EXERCISE AIM: Update the lines starting at the one that contains "occurrence of fort." and ending after the one that contains "(363, 295), (606, 412)": replace "bounding box" with "enclosing rectangle" and leave everything else unchanged. Give only those lines.

DATA FOR THIS EXERCISE:
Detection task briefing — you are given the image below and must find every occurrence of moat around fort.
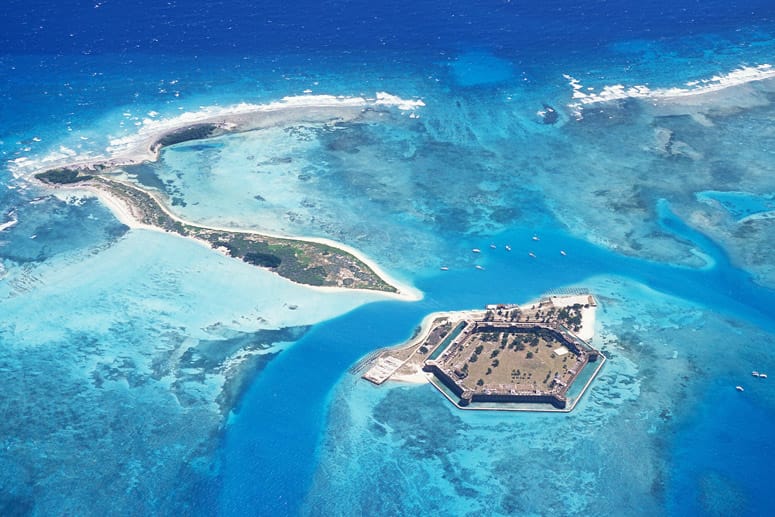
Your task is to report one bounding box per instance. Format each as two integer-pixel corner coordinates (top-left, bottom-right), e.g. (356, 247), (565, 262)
* * *
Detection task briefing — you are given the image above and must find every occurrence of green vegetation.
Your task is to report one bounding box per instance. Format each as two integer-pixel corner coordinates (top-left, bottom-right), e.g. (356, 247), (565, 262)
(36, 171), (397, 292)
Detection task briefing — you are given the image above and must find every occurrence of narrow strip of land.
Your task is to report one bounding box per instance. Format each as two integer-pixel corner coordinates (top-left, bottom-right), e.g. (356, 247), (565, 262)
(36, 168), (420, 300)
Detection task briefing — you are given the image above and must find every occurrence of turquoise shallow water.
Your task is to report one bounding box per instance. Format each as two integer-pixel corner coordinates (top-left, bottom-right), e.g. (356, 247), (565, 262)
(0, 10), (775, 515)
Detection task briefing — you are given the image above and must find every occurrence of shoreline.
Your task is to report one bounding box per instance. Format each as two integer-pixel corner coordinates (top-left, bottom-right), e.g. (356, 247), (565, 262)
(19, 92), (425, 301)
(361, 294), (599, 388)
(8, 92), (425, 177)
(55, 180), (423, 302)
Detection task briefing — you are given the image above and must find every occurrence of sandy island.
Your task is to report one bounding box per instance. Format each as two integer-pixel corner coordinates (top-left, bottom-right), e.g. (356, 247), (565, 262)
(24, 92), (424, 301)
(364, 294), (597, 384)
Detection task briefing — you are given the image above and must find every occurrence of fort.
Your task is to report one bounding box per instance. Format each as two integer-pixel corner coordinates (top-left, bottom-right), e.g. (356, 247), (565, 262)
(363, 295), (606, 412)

RESPONSE TO THE EXERCISE:
Detection task briefing — you are given the image above and must find every occurrence of fort.
Your task is to report one enclosing rectangle per instance. Format each as two integer-pixel corner coordinates (top-left, bottom-right), e.g. (356, 247), (565, 262)
(363, 295), (606, 412)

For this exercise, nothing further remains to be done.